■ Task directions ■
Return every line of the listing below that contains the word "blazer".

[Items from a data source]
>> begin

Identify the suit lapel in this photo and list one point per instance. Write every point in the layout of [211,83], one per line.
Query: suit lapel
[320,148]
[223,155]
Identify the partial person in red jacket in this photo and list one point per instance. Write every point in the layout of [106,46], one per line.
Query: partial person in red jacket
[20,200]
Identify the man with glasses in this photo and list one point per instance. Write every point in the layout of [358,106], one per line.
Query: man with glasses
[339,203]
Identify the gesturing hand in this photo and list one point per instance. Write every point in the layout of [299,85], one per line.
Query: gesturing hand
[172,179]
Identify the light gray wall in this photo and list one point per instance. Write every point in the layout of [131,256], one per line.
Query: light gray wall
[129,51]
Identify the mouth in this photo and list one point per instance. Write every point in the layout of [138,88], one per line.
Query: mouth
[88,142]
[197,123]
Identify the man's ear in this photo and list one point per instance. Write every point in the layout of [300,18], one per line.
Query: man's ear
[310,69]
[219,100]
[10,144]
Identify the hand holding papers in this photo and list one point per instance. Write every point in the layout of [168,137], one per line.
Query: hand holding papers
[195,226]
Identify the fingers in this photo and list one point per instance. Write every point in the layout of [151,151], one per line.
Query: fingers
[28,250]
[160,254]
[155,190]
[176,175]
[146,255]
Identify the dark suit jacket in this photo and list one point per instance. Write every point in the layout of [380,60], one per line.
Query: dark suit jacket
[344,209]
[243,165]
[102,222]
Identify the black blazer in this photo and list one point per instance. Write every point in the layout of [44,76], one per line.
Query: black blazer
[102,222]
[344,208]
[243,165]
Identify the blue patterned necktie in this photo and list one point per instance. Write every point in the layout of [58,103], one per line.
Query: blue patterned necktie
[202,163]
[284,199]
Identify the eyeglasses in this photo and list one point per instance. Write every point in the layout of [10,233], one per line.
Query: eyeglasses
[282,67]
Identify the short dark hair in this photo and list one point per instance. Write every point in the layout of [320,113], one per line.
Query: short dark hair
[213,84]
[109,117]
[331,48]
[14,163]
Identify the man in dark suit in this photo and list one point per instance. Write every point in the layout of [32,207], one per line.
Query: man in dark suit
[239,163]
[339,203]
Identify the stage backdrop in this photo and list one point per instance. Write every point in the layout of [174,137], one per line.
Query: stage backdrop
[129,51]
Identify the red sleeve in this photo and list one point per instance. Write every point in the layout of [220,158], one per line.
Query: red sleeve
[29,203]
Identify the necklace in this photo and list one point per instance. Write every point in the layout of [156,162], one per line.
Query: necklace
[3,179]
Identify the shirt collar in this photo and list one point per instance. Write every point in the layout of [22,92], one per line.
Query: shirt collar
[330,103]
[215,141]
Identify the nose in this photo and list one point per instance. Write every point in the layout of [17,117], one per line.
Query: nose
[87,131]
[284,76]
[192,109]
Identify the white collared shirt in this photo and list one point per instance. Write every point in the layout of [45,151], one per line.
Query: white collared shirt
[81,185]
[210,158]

>> end
>> begin

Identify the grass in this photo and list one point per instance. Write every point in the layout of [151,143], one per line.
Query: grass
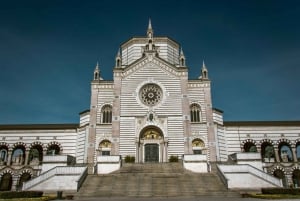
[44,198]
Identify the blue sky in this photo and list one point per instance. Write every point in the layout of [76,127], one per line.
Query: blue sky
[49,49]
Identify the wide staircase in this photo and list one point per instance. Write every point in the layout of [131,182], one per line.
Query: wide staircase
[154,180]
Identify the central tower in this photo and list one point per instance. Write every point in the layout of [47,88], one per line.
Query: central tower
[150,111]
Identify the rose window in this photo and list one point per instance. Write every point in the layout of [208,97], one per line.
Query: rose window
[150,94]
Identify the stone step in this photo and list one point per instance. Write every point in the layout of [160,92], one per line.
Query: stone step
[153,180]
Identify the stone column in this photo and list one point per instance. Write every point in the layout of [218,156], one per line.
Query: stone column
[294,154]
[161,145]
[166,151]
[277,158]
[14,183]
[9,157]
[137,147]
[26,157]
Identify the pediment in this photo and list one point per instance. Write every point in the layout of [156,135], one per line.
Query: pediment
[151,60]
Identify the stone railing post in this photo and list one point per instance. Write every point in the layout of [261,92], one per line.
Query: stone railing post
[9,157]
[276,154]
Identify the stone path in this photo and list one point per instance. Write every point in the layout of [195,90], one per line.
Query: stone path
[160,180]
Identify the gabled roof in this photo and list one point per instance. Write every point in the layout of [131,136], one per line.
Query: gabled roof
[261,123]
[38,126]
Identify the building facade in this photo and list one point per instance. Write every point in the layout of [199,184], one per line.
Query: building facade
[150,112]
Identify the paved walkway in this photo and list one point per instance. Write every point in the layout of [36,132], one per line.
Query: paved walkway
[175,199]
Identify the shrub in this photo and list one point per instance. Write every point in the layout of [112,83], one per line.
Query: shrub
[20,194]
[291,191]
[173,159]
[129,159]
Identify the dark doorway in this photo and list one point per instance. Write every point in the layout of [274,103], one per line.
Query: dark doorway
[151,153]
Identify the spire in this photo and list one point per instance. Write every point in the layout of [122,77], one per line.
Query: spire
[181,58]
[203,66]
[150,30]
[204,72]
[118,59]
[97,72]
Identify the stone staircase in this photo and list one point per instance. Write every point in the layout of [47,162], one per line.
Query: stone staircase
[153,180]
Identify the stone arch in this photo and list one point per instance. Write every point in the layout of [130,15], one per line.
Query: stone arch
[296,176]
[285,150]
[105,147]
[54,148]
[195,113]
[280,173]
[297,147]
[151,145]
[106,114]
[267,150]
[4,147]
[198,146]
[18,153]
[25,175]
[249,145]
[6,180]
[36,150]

>> end
>> begin

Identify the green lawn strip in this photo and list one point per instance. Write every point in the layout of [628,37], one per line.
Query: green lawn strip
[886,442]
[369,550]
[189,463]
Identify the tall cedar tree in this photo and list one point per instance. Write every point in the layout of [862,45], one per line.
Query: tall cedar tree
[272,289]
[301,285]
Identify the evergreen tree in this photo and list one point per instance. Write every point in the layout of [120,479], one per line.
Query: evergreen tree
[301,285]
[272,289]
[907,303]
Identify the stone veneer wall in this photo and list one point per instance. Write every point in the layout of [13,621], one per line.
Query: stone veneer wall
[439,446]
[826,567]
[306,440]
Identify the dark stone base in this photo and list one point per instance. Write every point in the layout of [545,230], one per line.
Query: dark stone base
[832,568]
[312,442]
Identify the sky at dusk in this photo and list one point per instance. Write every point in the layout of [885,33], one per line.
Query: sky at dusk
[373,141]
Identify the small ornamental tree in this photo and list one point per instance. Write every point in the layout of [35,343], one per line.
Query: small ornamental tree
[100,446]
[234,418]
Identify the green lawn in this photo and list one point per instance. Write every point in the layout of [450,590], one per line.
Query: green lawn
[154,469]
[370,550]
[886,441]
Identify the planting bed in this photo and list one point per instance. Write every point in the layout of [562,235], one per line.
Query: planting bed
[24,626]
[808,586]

>> end

■ Exercise answer ■
Identify the black blazer in this photo and list one point per instance. Write every point in the layout of [44,76], one per line.
Query: black blazer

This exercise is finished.